**Records provided**
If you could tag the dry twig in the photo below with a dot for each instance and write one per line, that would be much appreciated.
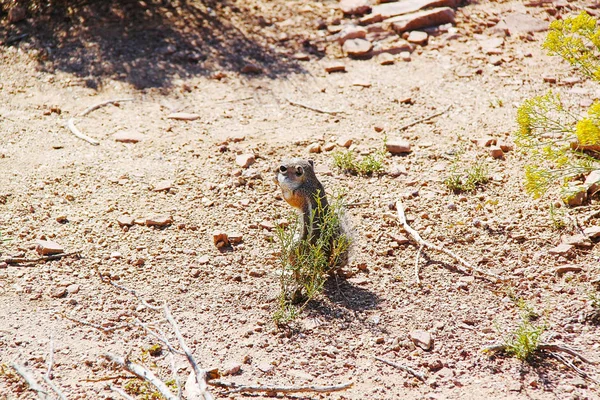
(422, 242)
(318, 110)
(411, 371)
(424, 119)
(236, 388)
(121, 392)
(200, 373)
(22, 260)
(29, 378)
(142, 373)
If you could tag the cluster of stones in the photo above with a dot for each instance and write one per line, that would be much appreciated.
(387, 29)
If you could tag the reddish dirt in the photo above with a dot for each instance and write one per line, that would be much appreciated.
(224, 300)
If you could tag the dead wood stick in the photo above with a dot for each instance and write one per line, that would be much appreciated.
(102, 104)
(55, 388)
(29, 378)
(417, 278)
(318, 110)
(236, 388)
(424, 119)
(199, 373)
(142, 373)
(415, 235)
(95, 326)
(79, 134)
(121, 392)
(50, 356)
(22, 260)
(405, 368)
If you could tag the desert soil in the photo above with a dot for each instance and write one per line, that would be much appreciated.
(168, 59)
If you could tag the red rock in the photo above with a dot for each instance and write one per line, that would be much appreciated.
(422, 19)
(183, 116)
(335, 66)
(351, 32)
(398, 146)
(418, 37)
(16, 14)
(409, 6)
(245, 160)
(496, 152)
(128, 137)
(524, 23)
(125, 220)
(422, 339)
(48, 247)
(355, 7)
(159, 220)
(561, 250)
(358, 48)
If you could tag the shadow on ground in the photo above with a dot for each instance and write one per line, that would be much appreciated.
(145, 43)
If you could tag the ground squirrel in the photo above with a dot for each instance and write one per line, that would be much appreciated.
(303, 191)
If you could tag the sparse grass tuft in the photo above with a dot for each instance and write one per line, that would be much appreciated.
(469, 179)
(347, 162)
(307, 263)
(523, 342)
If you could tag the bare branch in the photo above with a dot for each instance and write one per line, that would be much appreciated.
(405, 368)
(425, 119)
(102, 104)
(422, 242)
(236, 388)
(142, 373)
(29, 378)
(79, 134)
(200, 373)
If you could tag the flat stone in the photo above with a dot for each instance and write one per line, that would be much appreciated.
(524, 23)
(358, 48)
(163, 186)
(335, 66)
(159, 220)
(183, 116)
(398, 146)
(220, 239)
(393, 9)
(593, 232)
(125, 220)
(345, 141)
(421, 339)
(418, 37)
(385, 59)
(421, 19)
(355, 7)
(579, 240)
(128, 137)
(245, 160)
(496, 152)
(48, 247)
(561, 250)
(351, 32)
(563, 269)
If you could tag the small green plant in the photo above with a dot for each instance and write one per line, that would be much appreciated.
(467, 180)
(307, 263)
(370, 164)
(523, 342)
(553, 137)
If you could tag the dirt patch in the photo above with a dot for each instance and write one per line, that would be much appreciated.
(56, 187)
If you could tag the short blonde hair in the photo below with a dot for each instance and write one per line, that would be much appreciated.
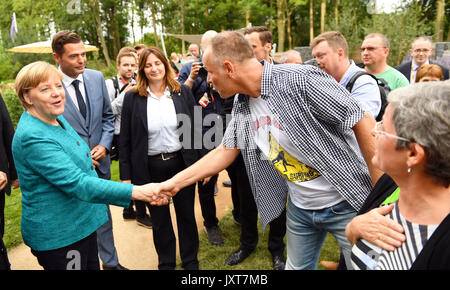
(31, 75)
(335, 40)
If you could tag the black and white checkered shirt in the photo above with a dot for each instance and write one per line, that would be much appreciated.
(317, 115)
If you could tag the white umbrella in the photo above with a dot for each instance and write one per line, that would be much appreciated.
(42, 47)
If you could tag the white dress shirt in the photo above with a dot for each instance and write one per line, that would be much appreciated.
(162, 124)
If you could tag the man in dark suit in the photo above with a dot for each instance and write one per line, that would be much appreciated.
(421, 50)
(8, 174)
(88, 111)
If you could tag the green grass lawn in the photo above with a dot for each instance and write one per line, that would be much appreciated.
(213, 257)
(210, 257)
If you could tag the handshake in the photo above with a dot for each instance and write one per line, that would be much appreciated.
(155, 193)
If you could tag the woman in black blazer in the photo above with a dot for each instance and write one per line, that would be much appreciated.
(153, 150)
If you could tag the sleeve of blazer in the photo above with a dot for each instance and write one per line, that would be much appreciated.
(8, 134)
(125, 137)
(107, 117)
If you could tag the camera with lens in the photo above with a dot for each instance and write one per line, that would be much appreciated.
(202, 72)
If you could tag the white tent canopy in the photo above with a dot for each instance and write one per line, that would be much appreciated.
(42, 47)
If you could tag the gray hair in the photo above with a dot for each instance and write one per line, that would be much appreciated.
(422, 38)
(231, 45)
(421, 114)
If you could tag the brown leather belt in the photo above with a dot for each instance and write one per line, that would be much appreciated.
(165, 156)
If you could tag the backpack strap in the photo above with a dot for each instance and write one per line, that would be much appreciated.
(352, 81)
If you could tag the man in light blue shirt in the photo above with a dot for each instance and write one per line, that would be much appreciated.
(330, 50)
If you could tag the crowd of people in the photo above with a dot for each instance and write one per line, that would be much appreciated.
(358, 150)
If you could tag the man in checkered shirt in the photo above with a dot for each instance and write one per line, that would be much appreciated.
(300, 132)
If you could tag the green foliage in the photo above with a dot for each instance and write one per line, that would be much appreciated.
(14, 106)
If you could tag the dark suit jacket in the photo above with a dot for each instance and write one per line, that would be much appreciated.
(405, 69)
(98, 129)
(133, 162)
(6, 136)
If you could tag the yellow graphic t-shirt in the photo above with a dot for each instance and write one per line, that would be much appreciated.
(287, 165)
(308, 188)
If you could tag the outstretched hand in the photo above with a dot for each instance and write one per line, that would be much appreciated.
(155, 193)
(376, 228)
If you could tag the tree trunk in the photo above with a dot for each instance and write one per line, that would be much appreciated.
(281, 24)
(323, 11)
(289, 28)
(153, 10)
(183, 45)
(311, 20)
(98, 25)
(132, 22)
(115, 31)
(336, 12)
(439, 20)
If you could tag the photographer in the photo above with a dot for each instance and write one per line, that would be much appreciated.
(194, 75)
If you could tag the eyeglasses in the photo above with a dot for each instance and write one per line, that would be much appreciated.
(418, 51)
(379, 129)
(370, 48)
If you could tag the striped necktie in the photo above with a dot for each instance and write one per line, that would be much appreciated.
(80, 100)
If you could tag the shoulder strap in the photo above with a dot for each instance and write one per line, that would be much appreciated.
(352, 81)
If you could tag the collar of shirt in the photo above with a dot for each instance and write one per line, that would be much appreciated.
(152, 95)
(67, 81)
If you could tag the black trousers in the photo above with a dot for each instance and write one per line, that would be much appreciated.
(82, 255)
(163, 233)
(4, 262)
(207, 202)
(248, 214)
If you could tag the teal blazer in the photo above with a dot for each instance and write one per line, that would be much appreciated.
(63, 200)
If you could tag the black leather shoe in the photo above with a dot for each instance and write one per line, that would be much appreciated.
(238, 256)
(145, 221)
(118, 267)
(279, 262)
(227, 183)
(214, 236)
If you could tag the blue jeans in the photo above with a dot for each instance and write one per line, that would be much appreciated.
(307, 230)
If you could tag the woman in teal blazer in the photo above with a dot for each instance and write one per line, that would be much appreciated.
(63, 200)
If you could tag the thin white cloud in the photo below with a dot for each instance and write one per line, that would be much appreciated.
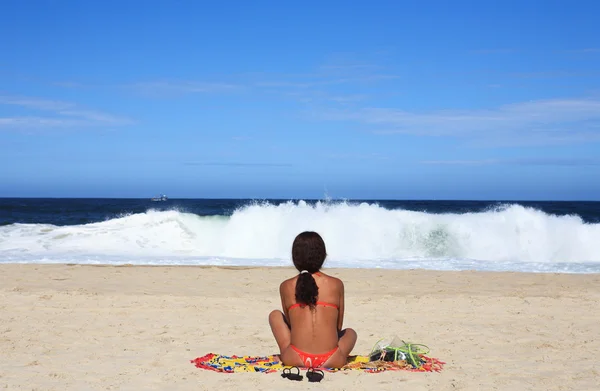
(62, 114)
(168, 88)
(519, 161)
(585, 50)
(559, 120)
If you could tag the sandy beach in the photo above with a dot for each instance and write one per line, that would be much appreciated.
(74, 327)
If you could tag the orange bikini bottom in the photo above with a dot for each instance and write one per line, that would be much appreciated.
(313, 360)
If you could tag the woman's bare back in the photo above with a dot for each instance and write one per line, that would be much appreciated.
(317, 330)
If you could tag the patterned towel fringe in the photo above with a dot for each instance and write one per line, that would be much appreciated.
(269, 364)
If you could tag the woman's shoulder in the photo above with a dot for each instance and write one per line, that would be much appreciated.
(331, 279)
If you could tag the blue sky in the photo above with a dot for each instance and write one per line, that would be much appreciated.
(385, 99)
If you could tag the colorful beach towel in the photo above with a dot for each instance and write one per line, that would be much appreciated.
(269, 364)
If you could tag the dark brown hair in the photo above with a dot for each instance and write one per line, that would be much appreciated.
(308, 253)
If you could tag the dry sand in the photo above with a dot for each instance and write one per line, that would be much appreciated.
(71, 327)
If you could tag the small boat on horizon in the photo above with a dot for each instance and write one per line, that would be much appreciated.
(162, 197)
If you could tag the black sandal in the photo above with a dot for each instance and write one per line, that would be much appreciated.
(314, 376)
(290, 375)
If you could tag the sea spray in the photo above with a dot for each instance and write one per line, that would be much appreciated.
(356, 235)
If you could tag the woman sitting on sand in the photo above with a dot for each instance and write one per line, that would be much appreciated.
(309, 331)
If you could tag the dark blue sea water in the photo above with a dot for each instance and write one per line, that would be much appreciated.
(442, 235)
(71, 211)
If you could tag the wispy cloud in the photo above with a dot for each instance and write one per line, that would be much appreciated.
(543, 121)
(237, 164)
(356, 156)
(61, 114)
(520, 161)
(170, 88)
(585, 50)
(494, 51)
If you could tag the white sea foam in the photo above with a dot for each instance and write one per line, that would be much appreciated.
(512, 237)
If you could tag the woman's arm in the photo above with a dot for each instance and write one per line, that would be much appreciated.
(341, 313)
(282, 296)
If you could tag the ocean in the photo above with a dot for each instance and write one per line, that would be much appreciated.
(437, 235)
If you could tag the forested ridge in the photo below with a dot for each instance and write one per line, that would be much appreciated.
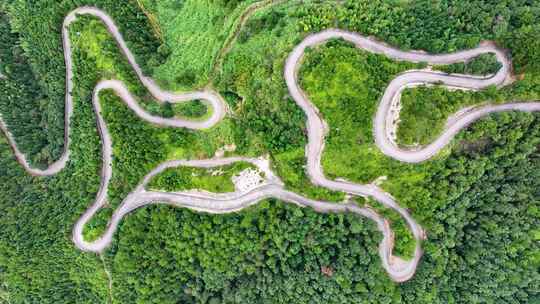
(478, 201)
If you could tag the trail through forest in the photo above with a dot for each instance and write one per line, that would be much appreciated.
(384, 125)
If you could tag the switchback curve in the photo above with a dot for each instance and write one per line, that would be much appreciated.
(399, 270)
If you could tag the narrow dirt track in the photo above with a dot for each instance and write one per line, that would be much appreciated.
(398, 269)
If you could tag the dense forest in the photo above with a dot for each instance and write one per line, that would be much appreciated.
(479, 201)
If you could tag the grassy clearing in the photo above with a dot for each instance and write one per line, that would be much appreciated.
(217, 180)
(194, 32)
(404, 242)
(345, 84)
(425, 110)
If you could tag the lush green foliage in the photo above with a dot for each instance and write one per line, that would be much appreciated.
(478, 200)
(185, 178)
(194, 32)
(482, 65)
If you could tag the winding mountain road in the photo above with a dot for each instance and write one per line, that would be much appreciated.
(398, 269)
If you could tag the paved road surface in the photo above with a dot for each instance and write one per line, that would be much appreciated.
(398, 269)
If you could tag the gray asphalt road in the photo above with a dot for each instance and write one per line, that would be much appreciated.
(398, 269)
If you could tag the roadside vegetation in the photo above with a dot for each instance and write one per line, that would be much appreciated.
(217, 180)
(483, 65)
(478, 200)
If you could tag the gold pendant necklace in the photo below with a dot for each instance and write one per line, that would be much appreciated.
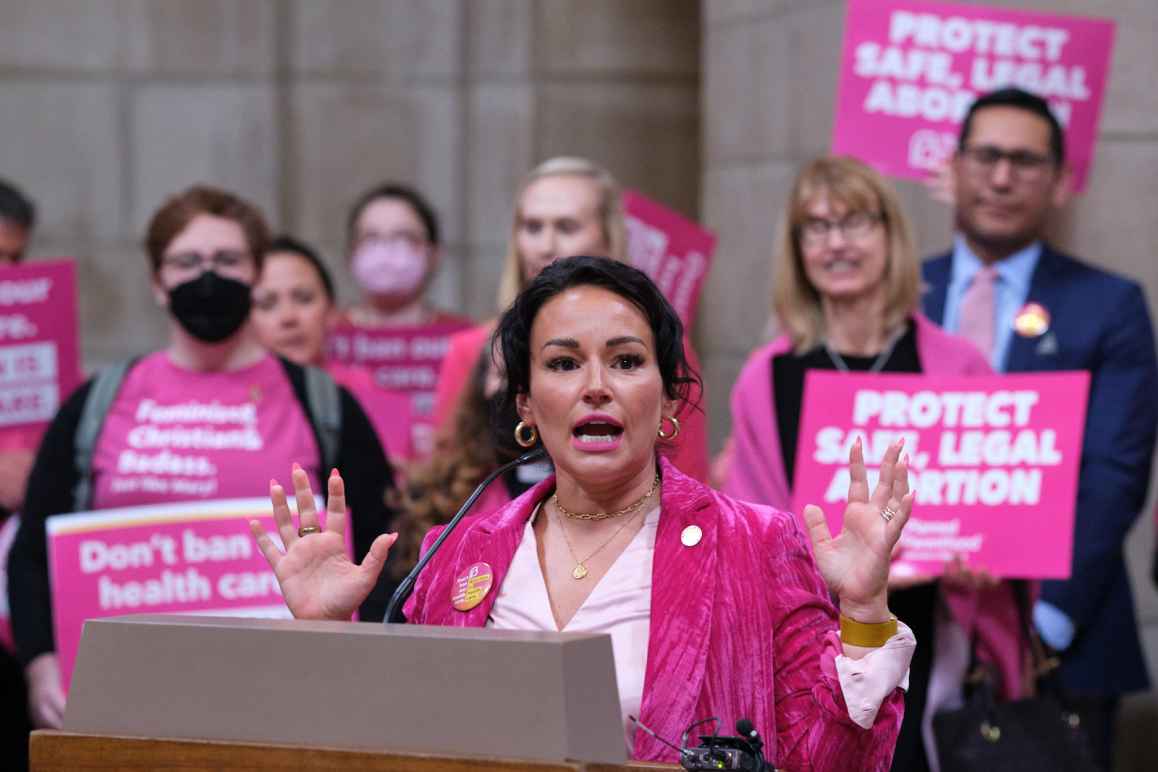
(580, 571)
(606, 515)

**Task**
An exact copy is needed of the lines running from the one containing "If you could tag the grassy" through the last line of the material, and of no others; pictures stay out.

**Your response**
If you could tag the grassy clearing in the photo above with a dot for each instance and write one per line, that would be much appreciated.
(217, 180)
(194, 32)
(404, 242)
(345, 84)
(425, 110)
If you could tag the lush green foliage in the photo above with a dot for each instance and write one per line, that would be much appreciated.
(478, 200)
(185, 178)
(194, 32)
(482, 65)
If you could tag the winding mountain road in the photo above with a dot for each instance and write one per line, that would be much appreciated.
(398, 269)
If you could tag the paved road surface in the photo above with a dot for each instance and write one per line, that would be much appreciated.
(398, 269)
If you could tag the gray asphalt road in the photo above with a dot for each instance and write one per line, that would be much appreciated.
(398, 269)
If you could tag the roadside vegetation in the photo above with a dot for each instance and write one per line, that would be much appreciated.
(217, 180)
(483, 65)
(478, 200)
If you could tag the gold pendant necklace in the photo below with a dot for each instance and write one per line, that would be much appreciated.
(580, 571)
(606, 515)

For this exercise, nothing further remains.